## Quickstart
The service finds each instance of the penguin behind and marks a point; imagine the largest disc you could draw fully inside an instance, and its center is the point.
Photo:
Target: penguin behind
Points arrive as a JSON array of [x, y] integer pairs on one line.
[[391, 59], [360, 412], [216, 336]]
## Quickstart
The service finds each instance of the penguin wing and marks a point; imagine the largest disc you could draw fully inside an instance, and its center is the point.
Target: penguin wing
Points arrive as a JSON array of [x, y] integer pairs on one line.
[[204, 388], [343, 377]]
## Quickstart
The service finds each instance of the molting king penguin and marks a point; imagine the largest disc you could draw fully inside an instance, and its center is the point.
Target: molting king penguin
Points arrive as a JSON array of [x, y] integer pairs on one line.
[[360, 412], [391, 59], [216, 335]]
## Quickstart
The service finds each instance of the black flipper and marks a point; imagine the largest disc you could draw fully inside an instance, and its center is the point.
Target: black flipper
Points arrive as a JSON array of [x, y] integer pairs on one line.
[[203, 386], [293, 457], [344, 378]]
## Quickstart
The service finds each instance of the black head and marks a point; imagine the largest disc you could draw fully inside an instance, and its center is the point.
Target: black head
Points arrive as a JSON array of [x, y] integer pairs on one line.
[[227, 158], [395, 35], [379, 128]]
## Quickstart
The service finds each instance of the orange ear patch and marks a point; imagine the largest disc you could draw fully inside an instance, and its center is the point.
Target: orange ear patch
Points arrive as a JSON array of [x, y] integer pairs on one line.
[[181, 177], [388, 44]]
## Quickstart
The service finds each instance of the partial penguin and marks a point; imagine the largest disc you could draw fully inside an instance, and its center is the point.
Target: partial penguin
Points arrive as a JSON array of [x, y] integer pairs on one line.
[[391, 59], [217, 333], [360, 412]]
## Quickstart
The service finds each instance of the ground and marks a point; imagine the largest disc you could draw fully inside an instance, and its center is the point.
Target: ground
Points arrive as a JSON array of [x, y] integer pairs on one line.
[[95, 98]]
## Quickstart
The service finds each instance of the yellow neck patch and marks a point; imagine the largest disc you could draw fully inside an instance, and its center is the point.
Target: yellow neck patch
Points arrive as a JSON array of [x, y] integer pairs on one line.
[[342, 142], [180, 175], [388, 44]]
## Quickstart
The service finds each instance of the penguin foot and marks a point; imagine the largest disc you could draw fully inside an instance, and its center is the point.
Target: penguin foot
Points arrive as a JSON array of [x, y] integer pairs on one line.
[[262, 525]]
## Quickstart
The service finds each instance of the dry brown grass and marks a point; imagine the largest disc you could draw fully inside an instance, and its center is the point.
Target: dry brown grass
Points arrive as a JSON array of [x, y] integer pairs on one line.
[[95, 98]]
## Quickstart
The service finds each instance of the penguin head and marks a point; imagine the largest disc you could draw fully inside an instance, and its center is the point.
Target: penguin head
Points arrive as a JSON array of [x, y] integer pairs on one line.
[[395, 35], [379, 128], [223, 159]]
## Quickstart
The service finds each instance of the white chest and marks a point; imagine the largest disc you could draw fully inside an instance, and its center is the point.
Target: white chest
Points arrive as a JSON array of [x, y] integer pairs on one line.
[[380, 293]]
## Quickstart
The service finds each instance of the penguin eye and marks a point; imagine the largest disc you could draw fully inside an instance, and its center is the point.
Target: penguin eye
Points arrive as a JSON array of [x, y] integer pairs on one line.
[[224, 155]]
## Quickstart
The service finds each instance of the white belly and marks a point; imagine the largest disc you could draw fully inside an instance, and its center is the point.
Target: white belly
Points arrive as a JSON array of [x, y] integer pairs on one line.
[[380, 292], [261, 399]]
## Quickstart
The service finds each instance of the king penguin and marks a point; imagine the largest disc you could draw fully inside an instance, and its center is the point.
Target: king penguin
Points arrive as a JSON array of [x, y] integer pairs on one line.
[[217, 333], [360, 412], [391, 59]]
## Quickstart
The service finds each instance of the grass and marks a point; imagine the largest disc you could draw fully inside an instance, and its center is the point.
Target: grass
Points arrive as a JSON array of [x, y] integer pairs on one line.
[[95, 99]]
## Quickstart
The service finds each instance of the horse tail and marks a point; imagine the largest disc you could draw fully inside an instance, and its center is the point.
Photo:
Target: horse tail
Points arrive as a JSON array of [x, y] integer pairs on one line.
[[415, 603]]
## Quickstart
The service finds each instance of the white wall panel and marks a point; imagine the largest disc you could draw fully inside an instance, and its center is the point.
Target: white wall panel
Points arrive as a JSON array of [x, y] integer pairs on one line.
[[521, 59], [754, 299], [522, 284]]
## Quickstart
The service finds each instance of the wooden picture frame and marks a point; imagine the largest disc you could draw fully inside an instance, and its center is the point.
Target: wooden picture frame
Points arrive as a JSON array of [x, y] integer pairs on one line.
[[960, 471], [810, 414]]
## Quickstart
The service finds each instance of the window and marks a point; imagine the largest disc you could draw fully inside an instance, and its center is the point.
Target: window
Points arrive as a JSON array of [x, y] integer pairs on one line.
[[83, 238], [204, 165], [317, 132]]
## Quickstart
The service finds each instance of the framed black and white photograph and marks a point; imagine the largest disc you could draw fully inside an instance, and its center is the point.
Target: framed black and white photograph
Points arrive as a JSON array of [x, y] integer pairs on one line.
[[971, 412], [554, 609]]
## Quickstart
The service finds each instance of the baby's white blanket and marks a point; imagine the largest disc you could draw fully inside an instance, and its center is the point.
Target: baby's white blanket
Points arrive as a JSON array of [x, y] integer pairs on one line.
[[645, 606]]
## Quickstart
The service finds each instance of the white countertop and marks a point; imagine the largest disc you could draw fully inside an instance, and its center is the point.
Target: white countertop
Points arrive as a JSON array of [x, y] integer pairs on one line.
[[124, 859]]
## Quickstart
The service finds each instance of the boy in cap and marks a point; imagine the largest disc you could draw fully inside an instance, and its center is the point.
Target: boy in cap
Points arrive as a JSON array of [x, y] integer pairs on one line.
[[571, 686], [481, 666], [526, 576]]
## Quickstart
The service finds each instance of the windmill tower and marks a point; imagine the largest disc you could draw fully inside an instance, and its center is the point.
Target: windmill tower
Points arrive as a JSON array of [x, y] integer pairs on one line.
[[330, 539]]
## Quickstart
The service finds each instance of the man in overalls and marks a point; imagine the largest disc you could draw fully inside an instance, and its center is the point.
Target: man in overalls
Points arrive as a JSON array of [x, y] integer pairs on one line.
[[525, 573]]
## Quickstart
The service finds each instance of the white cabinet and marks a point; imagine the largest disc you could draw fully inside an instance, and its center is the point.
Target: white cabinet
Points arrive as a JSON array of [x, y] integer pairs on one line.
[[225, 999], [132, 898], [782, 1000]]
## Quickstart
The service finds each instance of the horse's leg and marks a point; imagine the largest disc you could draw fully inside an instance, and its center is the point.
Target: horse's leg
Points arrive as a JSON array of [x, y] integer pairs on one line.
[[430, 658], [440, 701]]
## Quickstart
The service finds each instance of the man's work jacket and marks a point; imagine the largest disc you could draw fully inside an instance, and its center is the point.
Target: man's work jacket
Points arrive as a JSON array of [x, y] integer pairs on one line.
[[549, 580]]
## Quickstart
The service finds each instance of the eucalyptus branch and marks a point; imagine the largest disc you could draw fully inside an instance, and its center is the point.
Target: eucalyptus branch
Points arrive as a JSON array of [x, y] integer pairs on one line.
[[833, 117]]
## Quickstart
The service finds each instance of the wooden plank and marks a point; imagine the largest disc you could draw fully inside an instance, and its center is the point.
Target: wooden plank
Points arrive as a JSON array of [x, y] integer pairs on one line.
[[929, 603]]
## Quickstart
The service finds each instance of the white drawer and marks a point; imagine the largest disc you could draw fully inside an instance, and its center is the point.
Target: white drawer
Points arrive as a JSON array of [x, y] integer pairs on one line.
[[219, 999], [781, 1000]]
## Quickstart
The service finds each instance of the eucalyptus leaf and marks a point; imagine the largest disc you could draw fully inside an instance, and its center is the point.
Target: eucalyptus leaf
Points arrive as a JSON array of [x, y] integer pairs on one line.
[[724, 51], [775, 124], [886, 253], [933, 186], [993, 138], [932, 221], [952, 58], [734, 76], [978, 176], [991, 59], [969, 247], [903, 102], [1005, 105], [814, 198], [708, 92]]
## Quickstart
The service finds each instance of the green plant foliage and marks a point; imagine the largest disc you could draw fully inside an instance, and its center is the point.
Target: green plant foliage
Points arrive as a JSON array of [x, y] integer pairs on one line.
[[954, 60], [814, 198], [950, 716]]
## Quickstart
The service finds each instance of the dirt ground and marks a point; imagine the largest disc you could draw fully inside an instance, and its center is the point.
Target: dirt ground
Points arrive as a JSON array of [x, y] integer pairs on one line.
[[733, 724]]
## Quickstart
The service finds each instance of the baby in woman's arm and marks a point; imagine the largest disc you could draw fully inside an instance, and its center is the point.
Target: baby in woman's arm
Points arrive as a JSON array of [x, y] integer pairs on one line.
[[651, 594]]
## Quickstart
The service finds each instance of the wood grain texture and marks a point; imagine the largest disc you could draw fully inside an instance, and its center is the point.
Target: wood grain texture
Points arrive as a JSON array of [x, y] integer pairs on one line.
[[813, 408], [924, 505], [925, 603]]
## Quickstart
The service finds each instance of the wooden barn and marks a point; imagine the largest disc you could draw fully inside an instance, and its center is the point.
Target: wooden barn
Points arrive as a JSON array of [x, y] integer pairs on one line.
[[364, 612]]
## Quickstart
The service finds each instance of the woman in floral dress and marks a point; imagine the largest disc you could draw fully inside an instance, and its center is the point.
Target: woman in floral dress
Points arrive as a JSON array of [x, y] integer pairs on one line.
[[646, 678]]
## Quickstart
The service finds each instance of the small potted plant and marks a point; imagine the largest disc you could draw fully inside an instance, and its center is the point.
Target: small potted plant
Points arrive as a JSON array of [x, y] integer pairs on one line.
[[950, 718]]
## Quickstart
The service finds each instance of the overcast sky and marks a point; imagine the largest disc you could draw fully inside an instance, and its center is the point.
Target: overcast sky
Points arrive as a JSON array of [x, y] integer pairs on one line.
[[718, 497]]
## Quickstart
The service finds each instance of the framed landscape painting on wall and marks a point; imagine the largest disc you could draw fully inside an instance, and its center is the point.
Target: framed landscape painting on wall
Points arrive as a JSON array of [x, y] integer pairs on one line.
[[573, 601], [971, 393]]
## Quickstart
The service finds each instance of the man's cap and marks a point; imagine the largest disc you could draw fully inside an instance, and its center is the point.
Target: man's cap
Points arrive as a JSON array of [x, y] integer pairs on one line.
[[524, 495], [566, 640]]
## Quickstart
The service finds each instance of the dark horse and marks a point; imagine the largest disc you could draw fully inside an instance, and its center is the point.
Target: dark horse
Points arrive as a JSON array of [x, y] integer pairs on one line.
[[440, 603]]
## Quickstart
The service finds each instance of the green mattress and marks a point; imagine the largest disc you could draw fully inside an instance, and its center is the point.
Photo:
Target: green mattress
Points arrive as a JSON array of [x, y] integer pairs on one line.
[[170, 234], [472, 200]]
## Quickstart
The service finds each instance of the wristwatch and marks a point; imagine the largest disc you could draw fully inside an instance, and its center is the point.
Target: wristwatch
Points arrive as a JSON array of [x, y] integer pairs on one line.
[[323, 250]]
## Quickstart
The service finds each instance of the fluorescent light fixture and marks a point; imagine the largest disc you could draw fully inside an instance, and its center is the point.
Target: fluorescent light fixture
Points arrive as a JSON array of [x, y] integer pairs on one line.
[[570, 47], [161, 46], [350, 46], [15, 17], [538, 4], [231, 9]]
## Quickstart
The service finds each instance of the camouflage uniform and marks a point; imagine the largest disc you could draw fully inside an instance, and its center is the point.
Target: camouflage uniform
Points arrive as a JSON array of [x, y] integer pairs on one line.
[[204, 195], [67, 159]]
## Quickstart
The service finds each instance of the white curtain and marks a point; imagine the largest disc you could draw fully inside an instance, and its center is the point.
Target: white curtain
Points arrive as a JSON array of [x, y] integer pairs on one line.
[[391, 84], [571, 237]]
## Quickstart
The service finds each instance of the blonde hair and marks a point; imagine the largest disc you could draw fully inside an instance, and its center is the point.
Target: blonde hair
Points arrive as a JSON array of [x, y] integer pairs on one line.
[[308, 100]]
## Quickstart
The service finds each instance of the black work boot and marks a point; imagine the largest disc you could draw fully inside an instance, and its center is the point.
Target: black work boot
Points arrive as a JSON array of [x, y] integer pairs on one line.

**Problem statement:** Count how many lines in the data above include the string "dark", and write only that number.

**Solution to this exercise:** 2